Extracted text:
======

As a two-time All-American wrestler at Oklahoma State University, Austin Marsden piled up more than 100 career victories and thousands of hours in the practice room.
This winter, Marsden is still at work in the practice room, but he’s now helping wrestlers at North Dakota State University pile up victories as an assistant coach.
“I knew (coaching) was something I was very passionate about,” said Marsden, a Crystal Lake Central graduate. “I’ve been involved in the sport since I was 8 years old. I’ve loved it ever since.”
Now in his second season at NDSU, Marsden takes part in practices daily with his athletes and works one-on-one each Wednesday.
“My training never stopped,” Marsden said. “It picked up even more as a coach because you’ve got more guys to work with. Today, I had one-on-ones from 10 (a.m.) to 3 (p.m.) with a bunch of guys. I’m making sure our guys are prepared.”
After preparing himself at a high level as an athlete, Marsden made coaching stops at Army West Point and the University at Buffalo before moving to Fargo in August 2019.
A member of the Big 12 Conference in wrestling, the Bison placed fifth in the league tournament last season and qualified six athletes for nationals before COVID-19 ended the season. NDSU is 2-2 this season entering three matches in California this weekend.
“Our guys are doing a great job,” Marsden said of the team facing protocols brought about by the pandemic. “They’ve adjusted to the new normal.”
Among the biggest adjustments for Marsden and the NDSU coaching staff is the NCAA’s ongoing recruiting dead period for Division I sports, which will run through at least April 15. That has meant a drastic change for coaches.
“A lot of Zoom calls,” Marsden said with a laugh. “We would normally be on the road (recruiting). We would be doing home visits. We would be bringing recruits on campus.”
Marsden said he has had an easy adjustment to life in Fargo, which reminds him of both growing up in Crystal Lake and his college years in Stillwater, Okla.
“I talk about Fargo so much to all my friends and family back home,” he said. “The people are very nice. You’ve got that Midwest hospitality. It reminds me of those small towns where the whole town shuts down and goes to the football game. It’s that type of feel.”

======

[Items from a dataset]
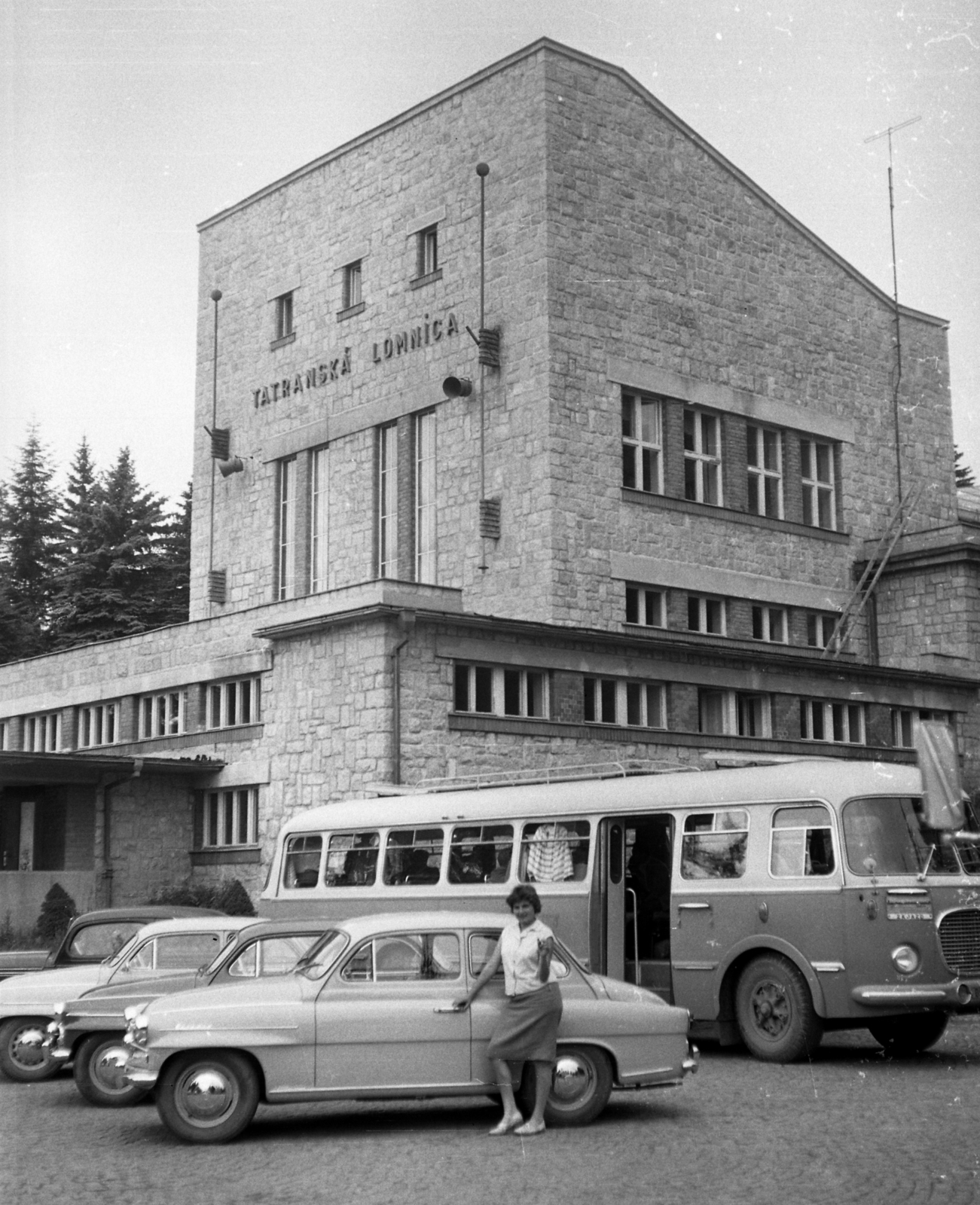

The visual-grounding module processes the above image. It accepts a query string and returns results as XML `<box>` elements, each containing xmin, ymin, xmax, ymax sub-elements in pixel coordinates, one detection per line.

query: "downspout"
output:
<box><xmin>95</xmin><ymin>757</ymin><xmax>143</xmax><ymax>908</ymax></box>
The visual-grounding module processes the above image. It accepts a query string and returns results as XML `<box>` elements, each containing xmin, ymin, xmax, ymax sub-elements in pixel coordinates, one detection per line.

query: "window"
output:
<box><xmin>585</xmin><ymin>677</ymin><xmax>667</xmax><ymax>728</ymax></box>
<box><xmin>769</xmin><ymin>804</ymin><xmax>834</xmax><ymax>878</ymax></box>
<box><xmin>140</xmin><ymin>691</ymin><xmax>187</xmax><ymax>740</ymax></box>
<box><xmin>450</xmin><ymin>824</ymin><xmax>514</xmax><ymax>883</ymax></box>
<box><xmin>453</xmin><ymin>664</ymin><xmax>548</xmax><ymax>719</ymax></box>
<box><xmin>622</xmin><ymin>390</ymin><xmax>663</xmax><ymax>494</ymax></box>
<box><xmin>799</xmin><ymin>699</ymin><xmax>864</xmax><ymax>745</ymax></box>
<box><xmin>207</xmin><ymin>677</ymin><xmax>261</xmax><ymax>728</ymax></box>
<box><xmin>683</xmin><ymin>407</ymin><xmax>722</xmax><ymax>506</ymax></box>
<box><xmin>799</xmin><ymin>440</ymin><xmax>837</xmax><ymax>532</ymax></box>
<box><xmin>377</xmin><ymin>423</ymin><xmax>398</xmax><ymax>577</ymax></box>
<box><xmin>414</xmin><ymin>410</ymin><xmax>436</xmax><ymax>582</ymax></box>
<box><xmin>201</xmin><ymin>787</ymin><xmax>259</xmax><ymax>850</ymax></box>
<box><xmin>276</xmin><ymin>456</ymin><xmax>297</xmax><ymax>599</ymax></box>
<box><xmin>687</xmin><ymin>594</ymin><xmax>725</xmax><ymax>636</ymax></box>
<box><xmin>745</xmin><ymin>424</ymin><xmax>783</xmax><ymax>520</ymax></box>
<box><xmin>681</xmin><ymin>809</ymin><xmax>749</xmax><ymax>878</ymax></box>
<box><xmin>273</xmin><ymin>293</ymin><xmax>293</xmax><ymax>340</ymax></box>
<box><xmin>518</xmin><ymin>819</ymin><xmax>590</xmax><ymax>883</ymax></box>
<box><xmin>78</xmin><ymin>703</ymin><xmax>119</xmax><ymax>749</ymax></box>
<box><xmin>24</xmin><ymin>711</ymin><xmax>62</xmax><ymax>753</ymax></box>
<box><xmin>626</xmin><ymin>586</ymin><xmax>667</xmax><ymax>628</ymax></box>
<box><xmin>310</xmin><ymin>448</ymin><xmax>328</xmax><ymax>594</ymax></box>
<box><xmin>753</xmin><ymin>606</ymin><xmax>789</xmax><ymax>645</ymax></box>
<box><xmin>342</xmin><ymin>259</ymin><xmax>360</xmax><ymax>310</ymax></box>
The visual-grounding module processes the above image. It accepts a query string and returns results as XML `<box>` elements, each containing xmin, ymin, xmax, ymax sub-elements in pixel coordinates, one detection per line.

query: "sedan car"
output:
<box><xmin>46</xmin><ymin>920</ymin><xmax>327</xmax><ymax>1107</ymax></box>
<box><xmin>125</xmin><ymin>911</ymin><xmax>697</xmax><ymax>1142</ymax></box>
<box><xmin>0</xmin><ymin>911</ymin><xmax>255</xmax><ymax>1082</ymax></box>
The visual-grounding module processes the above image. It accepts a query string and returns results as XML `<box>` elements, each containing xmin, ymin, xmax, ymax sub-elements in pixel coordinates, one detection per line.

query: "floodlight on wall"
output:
<box><xmin>442</xmin><ymin>377</ymin><xmax>472</xmax><ymax>398</ymax></box>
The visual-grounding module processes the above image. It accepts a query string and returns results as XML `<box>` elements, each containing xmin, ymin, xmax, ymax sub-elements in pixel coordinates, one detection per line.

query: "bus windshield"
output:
<box><xmin>844</xmin><ymin>797</ymin><xmax>960</xmax><ymax>877</ymax></box>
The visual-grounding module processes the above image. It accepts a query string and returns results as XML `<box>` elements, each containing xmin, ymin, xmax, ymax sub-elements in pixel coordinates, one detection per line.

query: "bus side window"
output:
<box><xmin>282</xmin><ymin>834</ymin><xmax>323</xmax><ymax>887</ymax></box>
<box><xmin>769</xmin><ymin>804</ymin><xmax>834</xmax><ymax>878</ymax></box>
<box><xmin>520</xmin><ymin>821</ymin><xmax>588</xmax><ymax>883</ymax></box>
<box><xmin>681</xmin><ymin>807</ymin><xmax>749</xmax><ymax>878</ymax></box>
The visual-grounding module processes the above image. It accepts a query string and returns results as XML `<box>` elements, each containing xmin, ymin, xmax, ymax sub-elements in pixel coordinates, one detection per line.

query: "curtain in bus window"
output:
<box><xmin>323</xmin><ymin>833</ymin><xmax>381</xmax><ymax>887</ymax></box>
<box><xmin>681</xmin><ymin>809</ymin><xmax>749</xmax><ymax>878</ymax></box>
<box><xmin>769</xmin><ymin>805</ymin><xmax>834</xmax><ymax>878</ymax></box>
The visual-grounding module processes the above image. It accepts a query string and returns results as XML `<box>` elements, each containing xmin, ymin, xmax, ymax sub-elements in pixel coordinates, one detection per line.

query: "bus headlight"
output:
<box><xmin>892</xmin><ymin>946</ymin><xmax>920</xmax><ymax>975</ymax></box>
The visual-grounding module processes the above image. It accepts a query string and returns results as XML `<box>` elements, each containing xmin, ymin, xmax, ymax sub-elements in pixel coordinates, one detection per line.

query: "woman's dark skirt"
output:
<box><xmin>487</xmin><ymin>984</ymin><xmax>562</xmax><ymax>1063</ymax></box>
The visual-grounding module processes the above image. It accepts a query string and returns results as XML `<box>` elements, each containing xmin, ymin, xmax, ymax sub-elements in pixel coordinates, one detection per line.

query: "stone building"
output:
<box><xmin>0</xmin><ymin>40</ymin><xmax>980</xmax><ymax>920</ymax></box>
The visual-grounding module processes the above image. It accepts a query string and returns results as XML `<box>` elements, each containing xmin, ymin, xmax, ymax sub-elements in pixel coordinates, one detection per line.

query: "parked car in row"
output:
<box><xmin>0</xmin><ymin>908</ymin><xmax>248</xmax><ymax>1082</ymax></box>
<box><xmin>125</xmin><ymin>911</ymin><xmax>697</xmax><ymax>1142</ymax></box>
<box><xmin>46</xmin><ymin>920</ymin><xmax>327</xmax><ymax>1107</ymax></box>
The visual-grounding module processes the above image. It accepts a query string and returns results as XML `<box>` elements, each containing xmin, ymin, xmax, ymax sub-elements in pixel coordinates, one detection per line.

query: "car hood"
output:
<box><xmin>0</xmin><ymin>962</ymin><xmax>112</xmax><ymax>1017</ymax></box>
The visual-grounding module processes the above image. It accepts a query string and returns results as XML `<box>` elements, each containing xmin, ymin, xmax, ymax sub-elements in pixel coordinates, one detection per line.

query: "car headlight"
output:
<box><xmin>892</xmin><ymin>944</ymin><xmax>920</xmax><ymax>975</ymax></box>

======

What to do:
1. Answer these questions from the article on Austin Marsden:
(a) At which two schools did Marsden coach before moving to Fargo?
(b) At least until what date will the NCAA's recruiting dead period run?
(c) From which high school did Marsden graduate?
2. Please carry on the article on Austin Marsden from its last sentence.

Expected outputs:
1.
(a) Army West Point and the University at Buffalo
(b) April 15
(c) Crystal Lake Central

2.
Marsden notices the homey atmosphere especially when he’s out in the community.
“I’m wearing NDSU wrestling gear when I’m around town and I have conversations with people wishing you the best of luck and saying, ‘We’ll be there to support you,’” he said.
From his early days as a wrestler, Marsden said he grew to appreciate the relationships he built with his coaches along the way. That has shaped his approach in his own career.
“I know how much I enjoyed those relationships on and off the mat with my coaches, and I want these athletes to have the same experience, or better, than I had,” he said.
West Texas sharpshooter: Sophomore guard Zach Toussaint (Johnsburg) is averaging a career-high 9.7 points this season and has made a team-best 16 3-pointers for West Texas A&M’s men’s basketball team, the No. 7-ranked team in NCAA Division II this week.
Toussaint scored a career-best 17 points last weekend in the Buffs’ 88-77 victory against the University of Texas Permian Basin. While helping the team to a 5-1 record, Toussaint also has connected on a team-best 44.4% of his 3-point shots.
Wrestling at Keiser: Prairie Ridge grad Josh Crandall, a freshman at NAIA Keiser University in Florida, is the team’s top wrestler at 184 pounds this season for the Seahawks.
Crandall (4-7) is tied for the team lead in wins by fall (two) and has the second-fastest pin on the team this season (48 seconds). He has a 2-0 record at 197 pounds.